* WHAT IS BEING ASKED: Your response should be every line from the entries that includes the string "below".

* EXCERPTED RECORDS:
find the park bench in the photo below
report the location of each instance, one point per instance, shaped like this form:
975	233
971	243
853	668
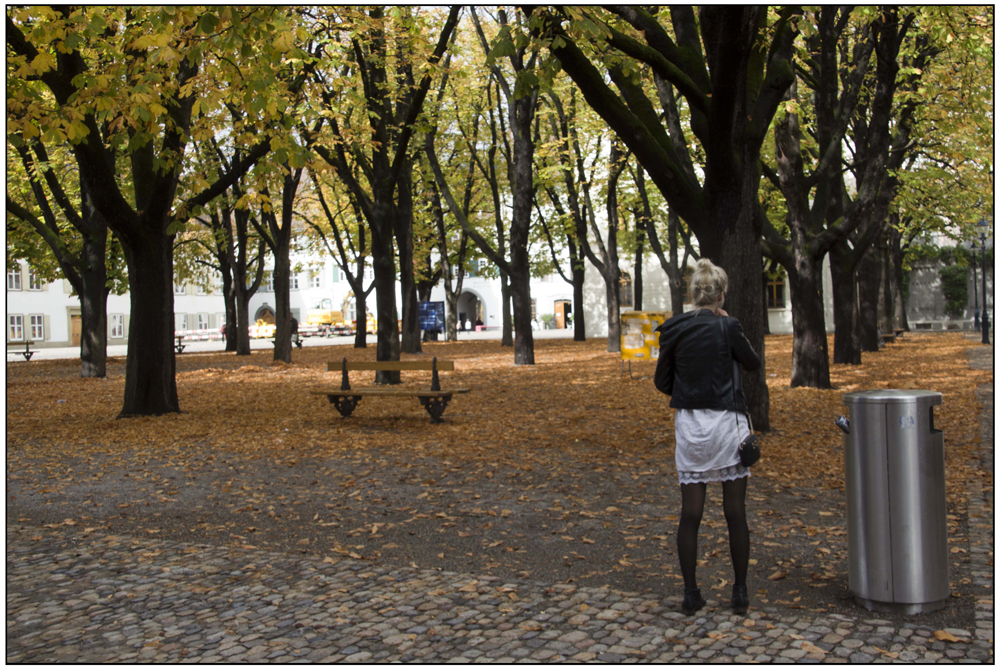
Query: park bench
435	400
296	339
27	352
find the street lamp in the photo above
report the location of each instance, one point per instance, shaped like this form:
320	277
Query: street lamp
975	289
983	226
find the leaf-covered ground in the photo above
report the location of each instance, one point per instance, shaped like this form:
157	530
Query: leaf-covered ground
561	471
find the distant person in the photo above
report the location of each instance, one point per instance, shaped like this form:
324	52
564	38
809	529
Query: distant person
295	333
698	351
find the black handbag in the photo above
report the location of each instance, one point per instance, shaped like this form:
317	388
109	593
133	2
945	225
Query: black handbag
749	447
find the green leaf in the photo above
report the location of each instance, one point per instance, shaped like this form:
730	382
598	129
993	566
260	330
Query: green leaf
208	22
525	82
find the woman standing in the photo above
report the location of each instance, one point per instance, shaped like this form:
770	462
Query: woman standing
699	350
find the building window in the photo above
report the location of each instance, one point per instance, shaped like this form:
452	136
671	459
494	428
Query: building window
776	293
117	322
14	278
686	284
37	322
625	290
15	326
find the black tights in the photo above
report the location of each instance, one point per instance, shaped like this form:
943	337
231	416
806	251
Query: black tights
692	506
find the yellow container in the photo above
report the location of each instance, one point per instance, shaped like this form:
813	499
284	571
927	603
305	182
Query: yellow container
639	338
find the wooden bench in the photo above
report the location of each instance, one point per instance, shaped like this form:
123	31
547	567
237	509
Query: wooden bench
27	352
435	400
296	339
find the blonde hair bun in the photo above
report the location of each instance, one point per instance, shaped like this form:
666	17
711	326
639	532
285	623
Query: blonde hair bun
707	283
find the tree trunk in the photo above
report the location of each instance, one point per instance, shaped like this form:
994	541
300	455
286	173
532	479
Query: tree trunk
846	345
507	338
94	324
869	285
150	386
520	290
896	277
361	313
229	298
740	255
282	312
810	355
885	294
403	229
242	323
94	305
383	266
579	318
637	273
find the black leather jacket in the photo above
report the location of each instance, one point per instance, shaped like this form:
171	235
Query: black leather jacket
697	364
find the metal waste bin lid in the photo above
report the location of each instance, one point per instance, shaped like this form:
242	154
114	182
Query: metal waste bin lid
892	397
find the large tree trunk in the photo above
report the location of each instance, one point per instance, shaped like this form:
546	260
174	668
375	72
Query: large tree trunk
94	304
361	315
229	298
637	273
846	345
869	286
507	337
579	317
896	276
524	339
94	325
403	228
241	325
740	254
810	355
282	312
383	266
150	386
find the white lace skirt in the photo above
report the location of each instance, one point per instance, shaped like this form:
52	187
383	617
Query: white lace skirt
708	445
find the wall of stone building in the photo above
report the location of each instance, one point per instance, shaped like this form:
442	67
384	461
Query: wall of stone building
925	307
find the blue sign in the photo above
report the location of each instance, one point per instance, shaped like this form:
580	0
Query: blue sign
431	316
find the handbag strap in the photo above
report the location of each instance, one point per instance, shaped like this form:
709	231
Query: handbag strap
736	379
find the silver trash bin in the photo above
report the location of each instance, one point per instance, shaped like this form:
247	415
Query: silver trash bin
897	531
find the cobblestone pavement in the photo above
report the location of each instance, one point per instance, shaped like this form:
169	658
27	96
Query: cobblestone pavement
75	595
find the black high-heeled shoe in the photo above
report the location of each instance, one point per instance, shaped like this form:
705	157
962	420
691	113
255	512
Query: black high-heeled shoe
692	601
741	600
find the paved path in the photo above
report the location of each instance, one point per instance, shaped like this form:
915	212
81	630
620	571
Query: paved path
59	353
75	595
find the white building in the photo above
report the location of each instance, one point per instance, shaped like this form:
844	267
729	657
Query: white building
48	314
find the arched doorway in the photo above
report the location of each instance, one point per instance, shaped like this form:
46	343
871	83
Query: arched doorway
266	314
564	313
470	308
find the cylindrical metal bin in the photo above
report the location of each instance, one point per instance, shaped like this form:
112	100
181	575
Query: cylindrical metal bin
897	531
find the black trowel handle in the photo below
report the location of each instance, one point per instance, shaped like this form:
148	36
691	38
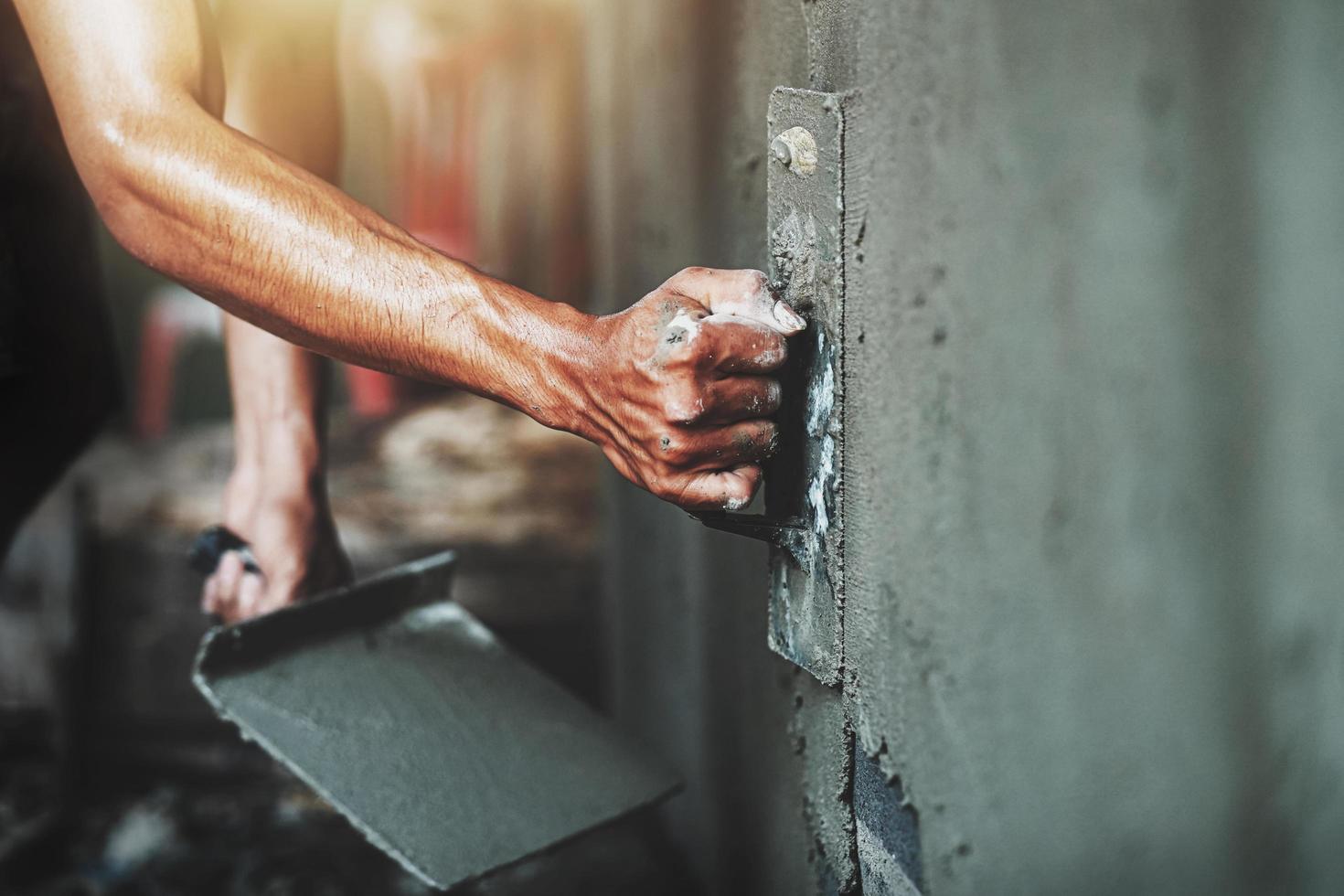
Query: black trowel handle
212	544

--

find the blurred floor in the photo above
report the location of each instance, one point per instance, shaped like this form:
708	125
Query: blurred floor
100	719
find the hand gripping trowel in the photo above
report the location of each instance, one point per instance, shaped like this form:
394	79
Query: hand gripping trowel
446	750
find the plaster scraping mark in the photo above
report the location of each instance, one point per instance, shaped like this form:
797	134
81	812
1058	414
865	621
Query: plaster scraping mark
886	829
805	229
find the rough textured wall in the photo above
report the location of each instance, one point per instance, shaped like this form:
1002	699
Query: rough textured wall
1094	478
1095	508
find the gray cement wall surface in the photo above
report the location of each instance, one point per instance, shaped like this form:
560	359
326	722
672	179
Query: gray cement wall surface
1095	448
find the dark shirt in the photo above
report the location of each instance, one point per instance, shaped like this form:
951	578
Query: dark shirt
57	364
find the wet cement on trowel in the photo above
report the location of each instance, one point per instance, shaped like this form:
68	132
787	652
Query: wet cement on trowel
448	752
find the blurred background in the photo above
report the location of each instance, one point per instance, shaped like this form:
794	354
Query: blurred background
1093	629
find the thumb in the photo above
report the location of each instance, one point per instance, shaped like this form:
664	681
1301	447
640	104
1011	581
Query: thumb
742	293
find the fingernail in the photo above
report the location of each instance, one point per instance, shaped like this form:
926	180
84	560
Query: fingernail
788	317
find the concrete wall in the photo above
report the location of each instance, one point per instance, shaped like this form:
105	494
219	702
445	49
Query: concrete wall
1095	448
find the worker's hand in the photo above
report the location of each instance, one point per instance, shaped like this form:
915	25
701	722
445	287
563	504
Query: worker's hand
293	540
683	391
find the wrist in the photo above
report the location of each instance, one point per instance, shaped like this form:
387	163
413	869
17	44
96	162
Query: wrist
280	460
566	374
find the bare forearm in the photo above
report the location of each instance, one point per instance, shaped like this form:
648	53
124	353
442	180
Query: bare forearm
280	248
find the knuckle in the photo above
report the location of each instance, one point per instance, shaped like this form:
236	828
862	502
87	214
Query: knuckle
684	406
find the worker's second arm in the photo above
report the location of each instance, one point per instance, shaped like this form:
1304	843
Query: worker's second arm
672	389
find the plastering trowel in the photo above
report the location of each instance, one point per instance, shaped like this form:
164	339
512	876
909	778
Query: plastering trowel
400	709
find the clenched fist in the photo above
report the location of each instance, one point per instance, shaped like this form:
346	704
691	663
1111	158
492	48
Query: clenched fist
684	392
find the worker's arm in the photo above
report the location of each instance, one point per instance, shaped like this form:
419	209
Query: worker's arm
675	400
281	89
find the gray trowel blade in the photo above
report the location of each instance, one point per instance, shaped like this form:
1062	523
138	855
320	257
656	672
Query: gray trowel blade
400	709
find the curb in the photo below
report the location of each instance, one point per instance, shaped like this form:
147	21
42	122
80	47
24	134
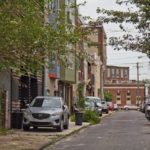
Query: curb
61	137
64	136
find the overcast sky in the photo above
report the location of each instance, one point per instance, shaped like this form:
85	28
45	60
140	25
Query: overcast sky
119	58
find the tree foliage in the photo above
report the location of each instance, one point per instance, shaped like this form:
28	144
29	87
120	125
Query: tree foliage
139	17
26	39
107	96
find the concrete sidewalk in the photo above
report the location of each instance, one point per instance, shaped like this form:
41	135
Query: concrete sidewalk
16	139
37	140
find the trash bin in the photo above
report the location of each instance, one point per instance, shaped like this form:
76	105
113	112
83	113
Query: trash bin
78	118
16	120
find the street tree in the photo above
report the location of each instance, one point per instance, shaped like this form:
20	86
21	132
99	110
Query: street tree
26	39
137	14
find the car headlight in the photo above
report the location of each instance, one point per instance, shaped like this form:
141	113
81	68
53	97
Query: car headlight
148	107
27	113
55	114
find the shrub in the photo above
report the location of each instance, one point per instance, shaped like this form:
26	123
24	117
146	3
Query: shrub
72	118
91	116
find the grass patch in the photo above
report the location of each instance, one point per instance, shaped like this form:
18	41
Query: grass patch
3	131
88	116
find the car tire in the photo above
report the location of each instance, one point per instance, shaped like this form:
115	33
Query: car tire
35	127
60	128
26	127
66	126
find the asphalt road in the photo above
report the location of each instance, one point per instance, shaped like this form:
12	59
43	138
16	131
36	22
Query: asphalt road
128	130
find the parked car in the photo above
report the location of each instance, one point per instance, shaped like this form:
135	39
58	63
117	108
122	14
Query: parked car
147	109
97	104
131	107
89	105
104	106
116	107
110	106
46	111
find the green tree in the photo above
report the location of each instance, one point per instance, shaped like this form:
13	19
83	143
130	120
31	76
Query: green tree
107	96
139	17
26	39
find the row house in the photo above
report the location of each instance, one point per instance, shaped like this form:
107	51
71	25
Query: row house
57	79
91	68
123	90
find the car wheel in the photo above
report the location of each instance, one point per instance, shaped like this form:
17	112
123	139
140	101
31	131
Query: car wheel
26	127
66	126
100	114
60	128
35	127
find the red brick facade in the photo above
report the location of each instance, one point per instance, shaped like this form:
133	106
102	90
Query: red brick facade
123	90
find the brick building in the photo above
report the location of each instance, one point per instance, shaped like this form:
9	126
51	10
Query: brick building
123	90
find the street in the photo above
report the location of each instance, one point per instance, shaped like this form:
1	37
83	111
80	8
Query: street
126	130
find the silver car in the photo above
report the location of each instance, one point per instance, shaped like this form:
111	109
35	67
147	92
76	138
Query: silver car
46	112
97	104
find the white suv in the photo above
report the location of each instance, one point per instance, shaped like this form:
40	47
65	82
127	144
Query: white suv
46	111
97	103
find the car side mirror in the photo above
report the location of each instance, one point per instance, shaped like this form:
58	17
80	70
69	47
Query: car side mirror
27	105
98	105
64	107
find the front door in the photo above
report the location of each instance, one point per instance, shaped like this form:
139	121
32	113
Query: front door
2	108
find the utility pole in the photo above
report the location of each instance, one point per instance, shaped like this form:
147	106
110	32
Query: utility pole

* ANSWER SECTION:
find the park bench in the photo below
find the black trowel handle in the photo below
find the curb in the photo below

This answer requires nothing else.